-- Start --

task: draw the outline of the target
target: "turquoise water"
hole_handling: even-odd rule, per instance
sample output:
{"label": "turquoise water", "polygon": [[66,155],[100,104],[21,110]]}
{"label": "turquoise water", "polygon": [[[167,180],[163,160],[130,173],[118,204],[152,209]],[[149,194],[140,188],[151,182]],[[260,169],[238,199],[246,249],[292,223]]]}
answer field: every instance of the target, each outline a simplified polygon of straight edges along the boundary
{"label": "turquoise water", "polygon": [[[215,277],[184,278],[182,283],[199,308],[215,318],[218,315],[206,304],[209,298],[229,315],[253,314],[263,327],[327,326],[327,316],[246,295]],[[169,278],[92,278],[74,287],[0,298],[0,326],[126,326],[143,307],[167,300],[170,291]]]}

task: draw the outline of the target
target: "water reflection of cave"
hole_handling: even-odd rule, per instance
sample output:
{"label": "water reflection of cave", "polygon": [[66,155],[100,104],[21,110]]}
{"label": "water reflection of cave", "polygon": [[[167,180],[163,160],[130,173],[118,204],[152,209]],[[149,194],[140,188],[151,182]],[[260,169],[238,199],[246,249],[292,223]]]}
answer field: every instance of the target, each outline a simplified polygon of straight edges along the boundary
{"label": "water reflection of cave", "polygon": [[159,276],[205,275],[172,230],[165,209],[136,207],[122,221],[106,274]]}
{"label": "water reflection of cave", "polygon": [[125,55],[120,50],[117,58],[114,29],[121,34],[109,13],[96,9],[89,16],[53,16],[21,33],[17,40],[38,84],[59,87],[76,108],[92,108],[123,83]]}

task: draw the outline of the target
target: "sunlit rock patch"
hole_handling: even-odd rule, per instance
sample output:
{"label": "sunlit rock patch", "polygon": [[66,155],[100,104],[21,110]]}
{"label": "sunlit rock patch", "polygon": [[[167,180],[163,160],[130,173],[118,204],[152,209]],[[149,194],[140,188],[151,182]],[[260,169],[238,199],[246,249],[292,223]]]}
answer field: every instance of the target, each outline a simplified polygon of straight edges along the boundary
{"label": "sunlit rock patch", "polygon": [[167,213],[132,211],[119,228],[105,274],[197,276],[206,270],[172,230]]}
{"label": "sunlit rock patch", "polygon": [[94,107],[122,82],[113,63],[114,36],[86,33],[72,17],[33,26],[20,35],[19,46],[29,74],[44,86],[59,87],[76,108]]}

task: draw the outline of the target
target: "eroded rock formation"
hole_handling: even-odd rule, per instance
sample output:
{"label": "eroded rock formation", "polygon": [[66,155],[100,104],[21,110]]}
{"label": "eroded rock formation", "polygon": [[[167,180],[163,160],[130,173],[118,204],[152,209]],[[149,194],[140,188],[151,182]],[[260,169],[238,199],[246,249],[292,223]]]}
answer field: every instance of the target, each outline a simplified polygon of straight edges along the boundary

-- End --

**WHAT THIS TASK INVOLVES**
Every line above should be printed again exactly as it stands.

**EXERCISE OUTPUT**
task: draw the outline of the target
target: "turquoise water"
hole_handling: even-odd rule, per instance
sample output:
{"label": "turquoise water", "polygon": [[66,155],[100,104],[21,110]]}
{"label": "turquoise water", "polygon": [[[167,180],[163,160],[130,173],[118,204],[152,209]],[[149,194],[140,188],[151,182]],[[260,169],[238,199],[246,249],[292,223]]]}
answer field: every instance of the target, each outline a simplified polygon of straight edges along the boundary
{"label": "turquoise water", "polygon": [[[215,277],[184,278],[182,283],[199,308],[215,318],[218,315],[206,304],[209,298],[229,315],[253,314],[263,327],[327,326],[327,316],[246,295]],[[169,278],[92,278],[74,287],[0,298],[0,326],[126,326],[143,307],[167,300],[170,291]]]}

task: draw the outline of the target
target: "water reflection of cave"
hole_handling: even-odd rule, per instance
sample output:
{"label": "water reflection of cave", "polygon": [[66,155],[100,104],[21,110]]}
{"label": "water reflection of cave", "polygon": [[[167,180],[163,160],[130,173],[118,204],[152,209]],[[149,194],[140,188],[151,182]],[[260,169],[238,199],[246,249],[292,223]]]}
answer field: every instance of the target, each outline a simplified polygon of straight edges along the boundary
{"label": "water reflection of cave", "polygon": [[159,276],[205,275],[172,230],[165,209],[136,207],[122,221],[106,274]]}
{"label": "water reflection of cave", "polygon": [[125,55],[120,50],[117,58],[114,29],[121,34],[109,13],[96,9],[89,16],[53,16],[21,33],[17,40],[38,84],[59,87],[76,108],[92,108],[123,83]]}

task: draw the outline of the target
target: "sunlit rock patch"
hole_handling: even-odd rule, per instance
sample output:
{"label": "sunlit rock patch", "polygon": [[66,155],[100,104],[21,110]]}
{"label": "sunlit rock patch", "polygon": [[[167,180],[163,160],[130,173],[118,204],[152,209]],[[149,194],[140,188],[151,182]],[[260,169],[238,199],[246,249],[292,223]]]}
answer field: every instance of the target, each outline a simplified polygon of straight edges along the boundary
{"label": "sunlit rock patch", "polygon": [[167,213],[132,211],[119,228],[105,274],[197,276],[206,270],[172,230]]}
{"label": "sunlit rock patch", "polygon": [[94,107],[122,82],[113,63],[114,36],[86,33],[72,17],[33,26],[20,35],[19,46],[29,74],[44,86],[59,87],[76,108]]}

task: draw the outline of the target
target: "eroded rock formation"
hole_handling: even-odd rule, per instance
sample output:
{"label": "eroded rock formation", "polygon": [[66,155],[100,104],[21,110]]}
{"label": "eroded rock formation", "polygon": [[[167,180],[163,160],[130,173],[118,204],[152,209]],[[149,194],[140,188],[151,182]],[[260,169],[238,199],[246,249],[292,223]]]}
answer field: every instance of the target, each outline a simplified polygon of straight edges along the boundary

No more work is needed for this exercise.